## THE DATA
━━━━━━━━━━

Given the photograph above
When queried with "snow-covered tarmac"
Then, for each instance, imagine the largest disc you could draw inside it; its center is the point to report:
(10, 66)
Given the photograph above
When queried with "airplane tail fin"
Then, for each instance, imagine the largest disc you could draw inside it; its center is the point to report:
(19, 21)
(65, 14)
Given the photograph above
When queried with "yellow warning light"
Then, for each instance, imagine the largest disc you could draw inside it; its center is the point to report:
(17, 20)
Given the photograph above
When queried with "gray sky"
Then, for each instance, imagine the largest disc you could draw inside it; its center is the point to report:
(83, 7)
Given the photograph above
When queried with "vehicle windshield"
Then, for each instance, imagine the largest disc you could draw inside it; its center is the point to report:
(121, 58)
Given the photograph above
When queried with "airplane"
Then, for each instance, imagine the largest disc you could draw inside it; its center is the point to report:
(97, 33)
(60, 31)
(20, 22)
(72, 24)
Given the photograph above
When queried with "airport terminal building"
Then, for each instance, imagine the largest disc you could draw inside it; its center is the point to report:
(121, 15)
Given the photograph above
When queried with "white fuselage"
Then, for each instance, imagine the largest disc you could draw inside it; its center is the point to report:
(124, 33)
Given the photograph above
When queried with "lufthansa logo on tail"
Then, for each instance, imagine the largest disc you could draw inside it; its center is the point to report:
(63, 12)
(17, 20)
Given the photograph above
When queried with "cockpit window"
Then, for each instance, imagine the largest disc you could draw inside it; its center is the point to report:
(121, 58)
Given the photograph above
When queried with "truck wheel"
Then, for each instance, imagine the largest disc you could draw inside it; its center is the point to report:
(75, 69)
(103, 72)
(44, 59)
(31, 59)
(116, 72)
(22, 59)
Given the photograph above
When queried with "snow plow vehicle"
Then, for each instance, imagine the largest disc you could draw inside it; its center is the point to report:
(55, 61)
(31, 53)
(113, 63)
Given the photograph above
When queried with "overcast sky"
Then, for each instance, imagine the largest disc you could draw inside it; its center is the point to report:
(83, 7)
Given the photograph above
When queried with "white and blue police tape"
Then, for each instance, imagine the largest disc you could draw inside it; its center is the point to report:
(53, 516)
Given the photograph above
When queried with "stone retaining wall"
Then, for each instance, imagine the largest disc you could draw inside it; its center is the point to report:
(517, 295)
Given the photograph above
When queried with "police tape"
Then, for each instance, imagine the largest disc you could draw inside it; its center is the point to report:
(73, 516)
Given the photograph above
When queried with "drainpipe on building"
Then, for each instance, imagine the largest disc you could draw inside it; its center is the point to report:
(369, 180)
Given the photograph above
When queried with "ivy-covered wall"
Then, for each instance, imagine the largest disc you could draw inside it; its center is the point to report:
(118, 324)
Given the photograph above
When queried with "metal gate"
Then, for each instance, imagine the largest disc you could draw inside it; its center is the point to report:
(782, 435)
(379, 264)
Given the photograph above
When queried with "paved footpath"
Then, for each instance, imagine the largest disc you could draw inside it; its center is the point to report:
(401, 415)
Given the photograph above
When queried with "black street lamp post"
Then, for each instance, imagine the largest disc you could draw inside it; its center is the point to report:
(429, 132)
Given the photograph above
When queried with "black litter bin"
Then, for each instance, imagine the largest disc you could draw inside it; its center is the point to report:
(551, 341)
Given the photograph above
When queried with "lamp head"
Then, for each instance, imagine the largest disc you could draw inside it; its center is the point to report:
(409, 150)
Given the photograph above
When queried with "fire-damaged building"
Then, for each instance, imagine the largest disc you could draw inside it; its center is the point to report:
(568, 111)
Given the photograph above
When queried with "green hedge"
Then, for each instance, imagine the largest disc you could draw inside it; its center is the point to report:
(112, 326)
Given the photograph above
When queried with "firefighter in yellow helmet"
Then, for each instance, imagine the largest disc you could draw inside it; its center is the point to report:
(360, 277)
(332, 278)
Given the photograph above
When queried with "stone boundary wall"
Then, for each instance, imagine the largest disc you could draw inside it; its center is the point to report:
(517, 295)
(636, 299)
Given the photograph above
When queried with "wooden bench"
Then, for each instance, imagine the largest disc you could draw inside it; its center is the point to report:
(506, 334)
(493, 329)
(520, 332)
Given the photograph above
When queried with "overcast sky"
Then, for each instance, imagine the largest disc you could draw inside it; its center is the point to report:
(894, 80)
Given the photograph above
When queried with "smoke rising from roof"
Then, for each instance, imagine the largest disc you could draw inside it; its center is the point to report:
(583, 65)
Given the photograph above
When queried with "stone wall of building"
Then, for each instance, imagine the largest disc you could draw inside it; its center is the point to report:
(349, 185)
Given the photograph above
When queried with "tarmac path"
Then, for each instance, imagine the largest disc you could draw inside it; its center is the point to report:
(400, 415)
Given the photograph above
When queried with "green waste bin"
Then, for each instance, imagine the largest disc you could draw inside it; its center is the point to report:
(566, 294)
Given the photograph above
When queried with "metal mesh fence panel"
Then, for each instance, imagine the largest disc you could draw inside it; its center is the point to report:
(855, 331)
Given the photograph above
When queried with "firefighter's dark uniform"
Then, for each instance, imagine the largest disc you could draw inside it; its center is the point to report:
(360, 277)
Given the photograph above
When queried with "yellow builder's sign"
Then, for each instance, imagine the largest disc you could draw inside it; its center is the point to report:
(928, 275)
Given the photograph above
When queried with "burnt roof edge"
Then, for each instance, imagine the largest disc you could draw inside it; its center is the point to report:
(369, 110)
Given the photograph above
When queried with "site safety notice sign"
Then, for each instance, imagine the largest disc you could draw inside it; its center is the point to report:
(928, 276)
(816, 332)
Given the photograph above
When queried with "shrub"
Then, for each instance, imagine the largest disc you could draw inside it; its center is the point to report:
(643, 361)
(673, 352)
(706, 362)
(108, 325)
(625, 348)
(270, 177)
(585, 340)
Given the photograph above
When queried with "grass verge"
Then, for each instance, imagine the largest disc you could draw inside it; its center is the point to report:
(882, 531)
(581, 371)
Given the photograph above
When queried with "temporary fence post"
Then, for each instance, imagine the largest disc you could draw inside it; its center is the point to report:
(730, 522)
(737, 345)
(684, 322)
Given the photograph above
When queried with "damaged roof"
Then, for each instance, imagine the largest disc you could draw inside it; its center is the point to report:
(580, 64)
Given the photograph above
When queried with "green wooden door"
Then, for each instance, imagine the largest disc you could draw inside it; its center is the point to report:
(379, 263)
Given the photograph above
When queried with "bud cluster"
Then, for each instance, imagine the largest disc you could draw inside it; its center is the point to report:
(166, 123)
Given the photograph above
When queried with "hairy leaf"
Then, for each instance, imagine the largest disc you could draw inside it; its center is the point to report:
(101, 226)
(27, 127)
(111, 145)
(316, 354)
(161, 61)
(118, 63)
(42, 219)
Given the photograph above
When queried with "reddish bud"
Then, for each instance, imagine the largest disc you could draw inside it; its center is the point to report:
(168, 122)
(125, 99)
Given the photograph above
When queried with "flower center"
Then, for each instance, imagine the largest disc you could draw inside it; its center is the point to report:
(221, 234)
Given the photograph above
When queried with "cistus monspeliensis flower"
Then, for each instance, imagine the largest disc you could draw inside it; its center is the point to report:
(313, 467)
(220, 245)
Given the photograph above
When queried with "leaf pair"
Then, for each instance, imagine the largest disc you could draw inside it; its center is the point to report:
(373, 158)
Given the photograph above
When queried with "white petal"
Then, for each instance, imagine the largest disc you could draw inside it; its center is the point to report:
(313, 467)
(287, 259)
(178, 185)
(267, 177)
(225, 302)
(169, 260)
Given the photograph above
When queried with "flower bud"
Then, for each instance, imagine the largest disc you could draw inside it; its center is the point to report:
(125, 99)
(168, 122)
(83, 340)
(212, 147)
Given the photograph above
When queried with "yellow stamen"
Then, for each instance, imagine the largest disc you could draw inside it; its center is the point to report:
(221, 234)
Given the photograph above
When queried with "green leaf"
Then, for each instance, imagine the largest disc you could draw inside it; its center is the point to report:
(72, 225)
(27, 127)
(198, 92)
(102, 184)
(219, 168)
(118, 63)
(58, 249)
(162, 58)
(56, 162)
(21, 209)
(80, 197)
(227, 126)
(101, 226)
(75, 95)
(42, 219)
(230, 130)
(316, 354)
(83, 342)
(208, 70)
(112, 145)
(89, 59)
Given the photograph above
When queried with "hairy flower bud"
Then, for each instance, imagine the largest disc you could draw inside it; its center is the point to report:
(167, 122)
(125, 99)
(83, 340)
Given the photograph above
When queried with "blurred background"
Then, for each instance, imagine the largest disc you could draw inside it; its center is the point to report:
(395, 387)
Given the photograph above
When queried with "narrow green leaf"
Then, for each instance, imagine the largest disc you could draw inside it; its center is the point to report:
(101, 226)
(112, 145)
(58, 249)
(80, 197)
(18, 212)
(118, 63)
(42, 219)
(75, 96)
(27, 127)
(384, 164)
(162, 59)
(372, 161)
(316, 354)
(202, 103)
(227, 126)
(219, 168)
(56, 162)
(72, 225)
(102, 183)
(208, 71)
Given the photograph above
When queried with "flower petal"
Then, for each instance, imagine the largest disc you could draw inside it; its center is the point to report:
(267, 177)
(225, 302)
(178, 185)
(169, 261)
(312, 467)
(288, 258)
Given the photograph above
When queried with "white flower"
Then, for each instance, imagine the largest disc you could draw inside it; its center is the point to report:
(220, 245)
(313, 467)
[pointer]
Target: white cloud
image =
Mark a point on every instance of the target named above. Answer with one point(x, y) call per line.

━━━━━━━━━━

## REQUIREMENT
Within the data above, pick out all lines holding the word "wooden".

## WRITTEN ANSWER
When queried with "wooden bench"
When queried with "green wooden door"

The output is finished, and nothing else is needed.